──────── PAGE TEXT

Newest Ranch Horse class
Ranch Sorting is the most recent addition to the Ranch Horse disciplines but has quickly eclipsed all the others in popularity. In America, it’s now heading towards being yet another specialist discipline all of its own. Not surprising really, because it’s a team event and a successful pairing work it on a knife edge. Controlled speed equals success but one cow in the wrong place at the wrong time and it’s game over. The time allocated for a go-round is just 1 ½ minutes and you have to shift to get 10 cows moved one by one in that time.
The Ranch Sorting arena is laid out as shown in the sketch below. The sorting is done by a team of 2 riders who are presented with ten cows in the arena numbered 0 through 9 and two blank cows optional for a total of 12 cows at the beginning of a run.
The start/foul line is a 12 ft wide opening between the two pens. With the cattle bunched in the centre of the pen on the back wall, the contest begins when the nose of the first horse crosses the start/foul line. The judge drops the flag and as he does so, he calls a random number from 0 – 9. The team must then sort the cattle in numerical order beginning with the designated starting number to move them from one pen to the other. They have a 90-second time limit with a 30 second warning.
A cow is considered sorted when the cow is completely across the start/foul line. The snag is that, in Ranch Sorting, if any part of a sorted cow re-crosses the start/foul the team will be disqualified. And, worse, if any part of a cow out of numerical sequence crosses the start/foul line, that’s also a disqualification.
- The team sorting the highest number of cattle in the fastest time wins. A team that sorts cattle in two goes beats any team that sorts cattle in only one go. A team sorting cattle in three goes beats any team sorting cattle in only one or two goes. All ties will advance to the next go or tie breaker run.
- Singles sort ten cows with any one cow eligible to be a cow sorted out of sequence without penalty.
- Second goes will run in reverse order from the first go. The fastest fifty percent of team entries will compete the second and final go. (Optional)

────────────────

TASK GOAL>
In the Ranch Sorting page, how wide is the opening that forms the start/foul line?

──────── DATASET EXTRACT

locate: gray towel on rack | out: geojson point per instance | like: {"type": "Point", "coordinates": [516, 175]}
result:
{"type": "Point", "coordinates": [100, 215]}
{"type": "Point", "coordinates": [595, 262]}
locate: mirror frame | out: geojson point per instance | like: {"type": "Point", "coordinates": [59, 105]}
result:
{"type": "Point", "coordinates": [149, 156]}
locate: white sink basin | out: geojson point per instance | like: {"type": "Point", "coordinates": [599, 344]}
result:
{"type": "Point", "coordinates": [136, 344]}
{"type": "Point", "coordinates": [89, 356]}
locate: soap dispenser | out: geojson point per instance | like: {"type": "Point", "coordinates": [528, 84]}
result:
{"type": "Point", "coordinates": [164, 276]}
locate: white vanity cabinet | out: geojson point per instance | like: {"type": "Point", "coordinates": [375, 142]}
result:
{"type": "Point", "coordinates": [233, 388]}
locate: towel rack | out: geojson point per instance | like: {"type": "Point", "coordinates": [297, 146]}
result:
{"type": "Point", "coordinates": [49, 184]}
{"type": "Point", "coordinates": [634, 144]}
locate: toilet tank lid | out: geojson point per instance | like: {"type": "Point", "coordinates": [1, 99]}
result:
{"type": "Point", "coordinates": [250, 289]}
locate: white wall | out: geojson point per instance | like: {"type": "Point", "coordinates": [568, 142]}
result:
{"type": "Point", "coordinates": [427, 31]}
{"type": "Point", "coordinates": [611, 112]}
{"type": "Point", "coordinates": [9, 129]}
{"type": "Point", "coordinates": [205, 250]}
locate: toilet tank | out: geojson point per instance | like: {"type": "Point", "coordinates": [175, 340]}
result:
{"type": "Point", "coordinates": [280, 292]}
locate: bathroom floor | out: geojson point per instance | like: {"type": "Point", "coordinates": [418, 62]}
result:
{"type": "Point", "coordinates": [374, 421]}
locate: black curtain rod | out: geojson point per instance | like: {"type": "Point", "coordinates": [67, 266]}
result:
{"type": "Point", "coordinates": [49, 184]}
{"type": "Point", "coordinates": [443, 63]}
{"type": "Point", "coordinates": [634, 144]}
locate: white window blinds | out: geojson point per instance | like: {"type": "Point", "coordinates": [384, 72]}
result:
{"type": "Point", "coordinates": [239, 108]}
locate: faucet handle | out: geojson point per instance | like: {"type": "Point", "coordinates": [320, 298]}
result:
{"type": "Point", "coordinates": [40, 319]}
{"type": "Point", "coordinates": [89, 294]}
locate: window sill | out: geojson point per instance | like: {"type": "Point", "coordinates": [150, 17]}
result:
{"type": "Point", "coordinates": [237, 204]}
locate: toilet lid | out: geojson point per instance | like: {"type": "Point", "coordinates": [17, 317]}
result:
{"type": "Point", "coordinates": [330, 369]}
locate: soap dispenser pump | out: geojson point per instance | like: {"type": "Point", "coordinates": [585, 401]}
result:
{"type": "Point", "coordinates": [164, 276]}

────────────────

IN RESPONSE>
12 ft wide